# Written problem
List every line in the listing below that contains the word "rock". Matching is case-sensitive.

____________

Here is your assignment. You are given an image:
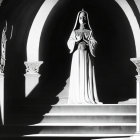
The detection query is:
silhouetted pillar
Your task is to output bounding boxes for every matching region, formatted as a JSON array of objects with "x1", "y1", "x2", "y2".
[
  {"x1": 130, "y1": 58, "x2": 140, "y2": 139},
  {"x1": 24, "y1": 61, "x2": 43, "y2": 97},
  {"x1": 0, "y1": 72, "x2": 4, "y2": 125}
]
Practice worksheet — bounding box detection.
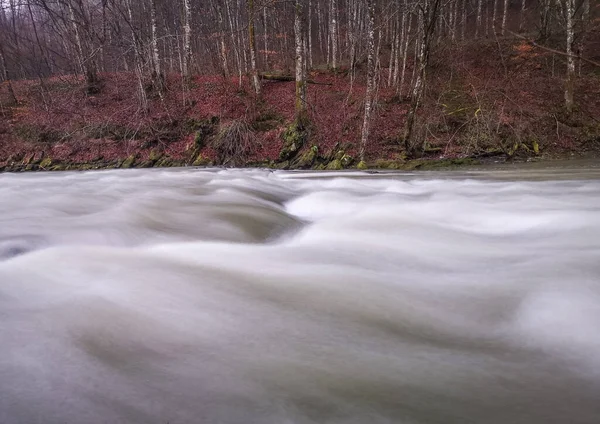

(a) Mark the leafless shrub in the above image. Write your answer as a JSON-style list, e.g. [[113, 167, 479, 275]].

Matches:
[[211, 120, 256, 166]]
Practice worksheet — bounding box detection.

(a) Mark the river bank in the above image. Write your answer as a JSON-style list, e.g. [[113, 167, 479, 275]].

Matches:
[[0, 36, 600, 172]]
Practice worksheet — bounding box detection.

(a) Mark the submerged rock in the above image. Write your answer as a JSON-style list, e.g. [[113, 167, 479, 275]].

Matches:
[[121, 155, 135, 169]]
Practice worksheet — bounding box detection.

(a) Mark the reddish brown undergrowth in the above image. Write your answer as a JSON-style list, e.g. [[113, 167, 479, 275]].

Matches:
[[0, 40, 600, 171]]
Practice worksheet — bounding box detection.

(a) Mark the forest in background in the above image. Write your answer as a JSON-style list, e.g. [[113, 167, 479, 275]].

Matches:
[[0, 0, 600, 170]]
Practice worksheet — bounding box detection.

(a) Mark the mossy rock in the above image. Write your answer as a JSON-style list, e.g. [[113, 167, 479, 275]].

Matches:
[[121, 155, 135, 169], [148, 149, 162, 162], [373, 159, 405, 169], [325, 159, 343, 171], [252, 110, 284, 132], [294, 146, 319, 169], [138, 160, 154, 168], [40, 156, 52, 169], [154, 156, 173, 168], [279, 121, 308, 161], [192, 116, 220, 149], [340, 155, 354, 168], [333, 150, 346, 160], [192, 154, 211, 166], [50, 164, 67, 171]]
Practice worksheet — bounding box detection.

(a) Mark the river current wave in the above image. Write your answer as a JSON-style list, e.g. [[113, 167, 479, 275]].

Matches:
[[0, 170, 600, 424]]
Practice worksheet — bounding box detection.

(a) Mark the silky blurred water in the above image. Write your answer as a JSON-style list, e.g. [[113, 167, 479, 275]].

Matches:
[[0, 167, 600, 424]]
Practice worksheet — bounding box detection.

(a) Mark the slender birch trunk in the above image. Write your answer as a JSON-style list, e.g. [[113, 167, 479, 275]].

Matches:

____________

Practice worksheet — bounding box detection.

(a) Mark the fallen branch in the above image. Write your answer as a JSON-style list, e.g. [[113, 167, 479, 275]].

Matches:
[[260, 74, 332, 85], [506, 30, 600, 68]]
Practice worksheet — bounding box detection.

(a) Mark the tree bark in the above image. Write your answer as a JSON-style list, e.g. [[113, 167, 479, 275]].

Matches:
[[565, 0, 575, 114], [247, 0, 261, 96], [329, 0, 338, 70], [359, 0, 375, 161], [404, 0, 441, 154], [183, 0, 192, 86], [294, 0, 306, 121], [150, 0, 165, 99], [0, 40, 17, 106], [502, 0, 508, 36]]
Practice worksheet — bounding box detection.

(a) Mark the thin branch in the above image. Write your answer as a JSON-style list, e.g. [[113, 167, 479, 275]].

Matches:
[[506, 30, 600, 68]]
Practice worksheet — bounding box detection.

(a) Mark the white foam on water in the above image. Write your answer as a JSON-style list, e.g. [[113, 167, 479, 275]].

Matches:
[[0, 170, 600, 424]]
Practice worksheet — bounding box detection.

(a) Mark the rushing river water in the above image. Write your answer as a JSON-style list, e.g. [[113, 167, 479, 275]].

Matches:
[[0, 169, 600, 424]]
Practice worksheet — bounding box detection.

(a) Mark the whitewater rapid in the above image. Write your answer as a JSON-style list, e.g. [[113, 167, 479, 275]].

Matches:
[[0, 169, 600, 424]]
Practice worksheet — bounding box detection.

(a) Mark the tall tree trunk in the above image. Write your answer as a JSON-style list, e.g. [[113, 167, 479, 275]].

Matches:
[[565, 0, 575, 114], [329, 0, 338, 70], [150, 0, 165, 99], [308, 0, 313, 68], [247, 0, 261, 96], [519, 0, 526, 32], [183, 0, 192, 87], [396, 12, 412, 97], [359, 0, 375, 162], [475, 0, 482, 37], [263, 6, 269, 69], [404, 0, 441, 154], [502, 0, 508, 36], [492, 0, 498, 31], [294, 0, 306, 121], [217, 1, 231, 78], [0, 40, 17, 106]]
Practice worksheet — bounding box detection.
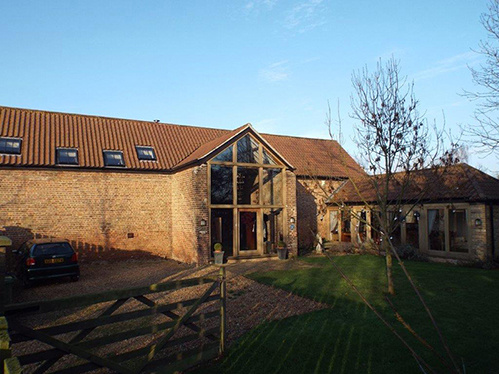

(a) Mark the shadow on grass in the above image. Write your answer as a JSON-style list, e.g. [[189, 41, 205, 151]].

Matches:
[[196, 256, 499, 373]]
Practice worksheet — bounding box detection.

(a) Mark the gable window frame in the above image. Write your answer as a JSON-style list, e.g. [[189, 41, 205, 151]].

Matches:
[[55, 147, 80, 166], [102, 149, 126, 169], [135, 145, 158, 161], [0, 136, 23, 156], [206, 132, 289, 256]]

____________

# Exercise response
(a) Mark the submerged rock in the above image. Write your answer as a JSON-style list, e.g. [[113, 167, 479, 275]].
(a) Mark the mossy rock in the above image. Write your answer as a JSON-style list, e.g. [[113, 167, 479, 275]].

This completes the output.